What the exercise asks >> Copy every line of the data exactly, leaving nothing out.

Referring expression pointing data:
###
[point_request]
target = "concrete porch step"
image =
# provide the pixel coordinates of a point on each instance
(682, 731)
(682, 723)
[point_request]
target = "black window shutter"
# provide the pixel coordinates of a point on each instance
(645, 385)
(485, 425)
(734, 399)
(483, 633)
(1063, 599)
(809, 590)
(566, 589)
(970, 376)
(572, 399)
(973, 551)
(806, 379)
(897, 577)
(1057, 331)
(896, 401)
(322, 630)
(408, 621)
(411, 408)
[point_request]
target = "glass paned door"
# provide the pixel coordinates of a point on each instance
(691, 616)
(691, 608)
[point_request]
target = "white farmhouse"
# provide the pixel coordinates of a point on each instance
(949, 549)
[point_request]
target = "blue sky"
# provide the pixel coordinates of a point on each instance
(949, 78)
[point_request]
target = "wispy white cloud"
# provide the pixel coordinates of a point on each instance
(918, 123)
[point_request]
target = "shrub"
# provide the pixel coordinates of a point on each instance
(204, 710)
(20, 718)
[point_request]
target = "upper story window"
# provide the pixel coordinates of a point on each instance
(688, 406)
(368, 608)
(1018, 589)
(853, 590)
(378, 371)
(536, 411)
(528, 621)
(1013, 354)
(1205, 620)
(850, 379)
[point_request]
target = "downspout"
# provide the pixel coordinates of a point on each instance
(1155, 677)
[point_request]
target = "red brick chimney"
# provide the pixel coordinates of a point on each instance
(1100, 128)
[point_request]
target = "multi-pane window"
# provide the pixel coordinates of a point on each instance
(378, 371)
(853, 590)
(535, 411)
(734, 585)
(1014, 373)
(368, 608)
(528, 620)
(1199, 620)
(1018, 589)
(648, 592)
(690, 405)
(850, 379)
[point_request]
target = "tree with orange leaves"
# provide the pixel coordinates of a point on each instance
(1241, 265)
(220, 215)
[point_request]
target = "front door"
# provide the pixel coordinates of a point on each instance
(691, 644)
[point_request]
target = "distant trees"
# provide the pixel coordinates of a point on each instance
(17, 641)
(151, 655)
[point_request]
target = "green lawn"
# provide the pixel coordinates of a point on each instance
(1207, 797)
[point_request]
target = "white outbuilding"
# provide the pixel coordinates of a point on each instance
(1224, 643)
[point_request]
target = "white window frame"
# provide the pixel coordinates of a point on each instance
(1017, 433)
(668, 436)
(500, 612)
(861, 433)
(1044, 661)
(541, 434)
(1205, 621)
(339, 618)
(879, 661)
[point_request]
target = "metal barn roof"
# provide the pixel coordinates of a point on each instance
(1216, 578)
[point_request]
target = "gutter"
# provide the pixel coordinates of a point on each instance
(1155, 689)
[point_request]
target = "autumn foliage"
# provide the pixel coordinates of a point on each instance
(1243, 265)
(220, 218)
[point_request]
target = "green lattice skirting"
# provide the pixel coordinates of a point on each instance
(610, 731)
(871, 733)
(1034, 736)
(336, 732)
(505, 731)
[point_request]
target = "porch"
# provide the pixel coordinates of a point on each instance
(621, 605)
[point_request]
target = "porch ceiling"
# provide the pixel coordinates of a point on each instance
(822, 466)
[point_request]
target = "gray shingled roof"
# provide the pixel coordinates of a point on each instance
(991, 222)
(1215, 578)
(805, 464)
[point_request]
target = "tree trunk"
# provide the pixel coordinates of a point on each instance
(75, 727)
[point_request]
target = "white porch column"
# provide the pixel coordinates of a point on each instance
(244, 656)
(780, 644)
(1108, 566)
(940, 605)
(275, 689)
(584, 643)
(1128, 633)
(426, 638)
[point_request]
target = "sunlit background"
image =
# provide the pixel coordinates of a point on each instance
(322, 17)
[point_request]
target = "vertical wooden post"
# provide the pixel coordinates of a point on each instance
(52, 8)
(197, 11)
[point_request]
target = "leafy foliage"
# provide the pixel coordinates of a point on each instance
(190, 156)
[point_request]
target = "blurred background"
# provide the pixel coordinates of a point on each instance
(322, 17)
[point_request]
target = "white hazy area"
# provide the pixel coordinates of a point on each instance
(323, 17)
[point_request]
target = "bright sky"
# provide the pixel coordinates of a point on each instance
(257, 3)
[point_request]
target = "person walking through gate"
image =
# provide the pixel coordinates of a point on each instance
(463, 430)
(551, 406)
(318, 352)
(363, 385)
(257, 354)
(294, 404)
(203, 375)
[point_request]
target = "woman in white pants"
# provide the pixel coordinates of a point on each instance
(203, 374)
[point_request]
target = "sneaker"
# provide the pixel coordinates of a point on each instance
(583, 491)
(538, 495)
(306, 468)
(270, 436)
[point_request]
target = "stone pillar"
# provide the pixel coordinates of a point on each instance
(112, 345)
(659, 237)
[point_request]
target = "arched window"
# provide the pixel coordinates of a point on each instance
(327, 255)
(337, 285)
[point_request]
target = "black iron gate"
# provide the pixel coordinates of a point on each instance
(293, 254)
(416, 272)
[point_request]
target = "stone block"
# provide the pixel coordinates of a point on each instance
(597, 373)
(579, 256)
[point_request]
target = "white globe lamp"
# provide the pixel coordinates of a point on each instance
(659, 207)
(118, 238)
###
Expected answer >>
[point_request]
target = "concrete porch step"
image =
# provide the pixel coordinates of a point on each instance
(682, 731)
(682, 723)
[point_request]
target = "black window shutter"
# provide the pixel coordinates of a point on each instance
(645, 385)
(485, 425)
(734, 399)
(483, 633)
(1063, 599)
(809, 590)
(566, 589)
(970, 376)
(572, 399)
(973, 551)
(806, 379)
(897, 577)
(1057, 331)
(896, 401)
(322, 630)
(408, 621)
(411, 408)
[point_request]
target = "glass paned door"
# provide the pixel coordinates of a point on each instance
(691, 616)
(691, 608)
[point_request]
target = "white farmhouse"
# provide the pixel coordinates of a point on each instance
(949, 549)
[point_request]
target = "blue sky"
# provide the pixel coordinates of a point on each instance
(949, 78)
[point_request]
target = "wispy white cloud"
# provide the pixel coordinates of a point on each instance
(918, 123)
[point_request]
target = "shrub"
# provide the pixel coordinates of a point on each instance
(204, 710)
(20, 718)
[point_request]
target = "upper story window"
# provide the pixel coordinates of a point on each instance
(688, 406)
(368, 608)
(1018, 589)
(853, 590)
(378, 371)
(536, 411)
(528, 621)
(1013, 354)
(1205, 620)
(850, 379)
[point_request]
target = "downspout"
# provide the pixel coordinates of a point on each instance
(1155, 677)
[point_request]
target = "red brick chimney"
# provide the pixel coordinates of a point on each instance
(1100, 128)
[point_request]
target = "multi-pane window"
# provide the pixel coordinates of a point on each instance
(378, 371)
(853, 590)
(535, 411)
(734, 585)
(1014, 373)
(368, 608)
(528, 620)
(1199, 620)
(1018, 589)
(648, 592)
(690, 405)
(850, 379)
[point_request]
target = "tree with orange leaves"
# provide the pixel coordinates of a point on each instance
(1241, 265)
(220, 215)
[point_request]
target = "front door"
# provide the pixel coordinates of a point on each instance
(691, 644)
[point_request]
target = "distant trees"
# provide the pixel coordinates of a point on each instance
(17, 641)
(151, 655)
[point_request]
target = "green lawn"
# provide the pixel coordinates of a point on each instance
(1207, 797)
[point_request]
target = "white outbuilding"
# provide the pixel coordinates of a point on each instance
(1224, 643)
[point_request]
target = "white window frame"
# provide the pixel coordinates of a point on each instance
(1017, 433)
(668, 436)
(500, 612)
(861, 433)
(1044, 661)
(541, 434)
(1205, 621)
(339, 618)
(879, 661)
[point_request]
target = "metal barn roof"
# provide the pixel coordinates of a point on each instance
(1216, 578)
[point_request]
target = "gutter"
# provide the pixel coordinates of a point on each instance
(1155, 689)
[point_request]
target = "autumn foliage"
# provide the pixel coordinates of a point on each instance
(1243, 265)
(220, 218)
[point_request]
target = "green lattice skirting"
# provide the pixel coordinates of a point on each instance
(610, 731)
(871, 733)
(1034, 736)
(336, 732)
(505, 731)
[point_request]
target = "porch"
# provide the pixel coordinates of a point on each instance
(621, 605)
[point_request]
target = "porch ceiling"
# provide the pixel coordinates of a point on each instance
(822, 466)
[point_request]
target = "gray shingled roof"
# provide the pixel coordinates of a point on each instance
(991, 222)
(1215, 578)
(805, 464)
[point_request]
target = "tree trunk"
# provide the pixel coordinates of a point on each instance
(75, 727)
[point_request]
target = "white porch column"
# provide the pixel coordinates of a point on each instance
(244, 656)
(780, 644)
(1108, 566)
(940, 605)
(275, 689)
(584, 643)
(1128, 633)
(426, 638)
[point_request]
target = "sunlit background"
image =
# provide the pixel coordinates of a point on each instance
(322, 17)
[point_request]
target = "vertical wooden post"
# provide the pixel coordinates of a point on each instance
(52, 8)
(197, 11)
[point_request]
target = "leafy foliage"
# provide the pixel coordinates of a point on each instance
(190, 156)
[point_request]
target = "blurred background"
# provide the pixel coordinates of a point on each instance
(322, 17)
[point_request]
target = "white hazy area"
# provide the pixel coordinates of a point on each instance
(323, 17)
[point_request]
target = "bright sky"
# provide the pixel coordinates of a point on each instance
(257, 3)
[point_request]
target = "person walking through gate"
image =
# provide the pixel coordinates of a point on each instance
(463, 430)
(551, 406)
(318, 352)
(363, 385)
(257, 354)
(294, 404)
(203, 375)
[point_request]
target = "woman in white pants"
# provide the pixel coordinates of a point on each instance
(203, 374)
[point_request]
target = "sneaker"
# provide the pixel coordinates of a point on each instance
(583, 491)
(538, 495)
(306, 468)
(270, 436)
[point_request]
target = "stone pillar"
# provide the pixel coordinates of a point on each instance
(112, 345)
(659, 237)
[point_request]
target = "arched window"
# provide the pixel coordinates of a point on each instance
(327, 255)
(337, 285)
[point_request]
target = "black iron gate"
# provide the pixel coordinates of a point on each instance
(293, 254)
(416, 272)
[point_request]
target = "stone block"
# provide the pixel coordinates of a point on each instance
(597, 373)
(579, 256)
[point_request]
target = "white globe lamp"
# provide the pixel coordinates of a point on each instance
(659, 207)
(118, 238)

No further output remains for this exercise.